■ **Required action**: Summarize the account of the Bruins' playoff comeback below in two sentences.

■ **Selected passage**:
= = =

The Bruins completed one of the most amazing and unexpected comebacks in NHL playoff history by erasing a 4-1 third-period deficit with three goals in the final 11 minutes of regulation (including two in the final 1:30). They won the series on a rebound goal in overtime from Patrice Bergeron to send Boston to the second round for the fourth time in the last five years.
"I thought the guys stayed with it, stayed on the task at hand," said Bergeron after the game.
"That second goal, like I said, really lifted the bench and the guys. Two goals and we knew we could do it at that point with the time we had left. Yeah, I thought the guys showed a lot of character coming back in it. We definitely made it interesting for us and for the fans, also."
After the emotion and excitement of Monday night's fantastic finish subsides, the Bruins will need to find some answers to a few serious questions and concerns. Heading into the Eastern Conference Semifinals, there are more questions than answers surrounding this team.
Is the Bruins' Inability to Finish Teams Early Something to Worry About?
When the Bruins took a 3-1 series lead after a thrilling Game 4 victory over the Leafs at the Air Canada Centre last week, the Original Six club looked poised to eliminate their Northeast Division rivals at home in Game 5.

= = =

■ **Recorded information**:
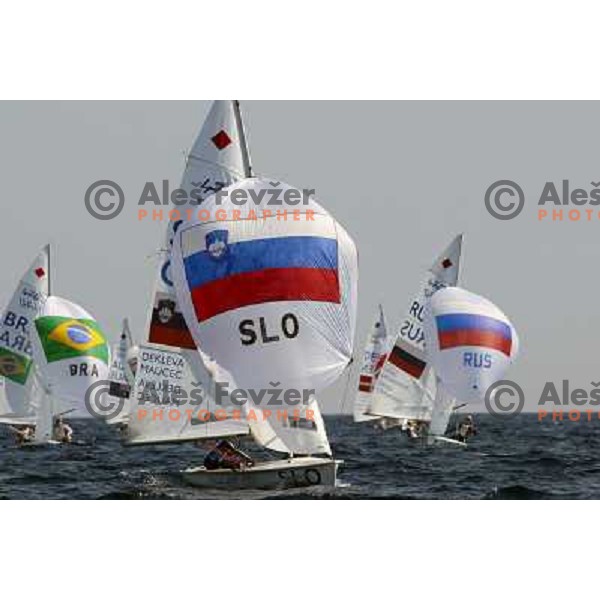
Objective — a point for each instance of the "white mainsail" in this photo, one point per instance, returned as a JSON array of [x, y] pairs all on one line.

= = =

■ **Answer to this problem**: The Bruins erased a 4-1 third-period deficit with three goals in the final 11 minutes of regulation and then won the series on Patrice Bergeron's rebound goal in overtime, sending Boston to the second round for the fourth time in five years. Bergeron credited the team's character and focus, but the Bruins head into the Eastern Conference Semifinals with serious questions, including whether their inability to finish teams early is a concern.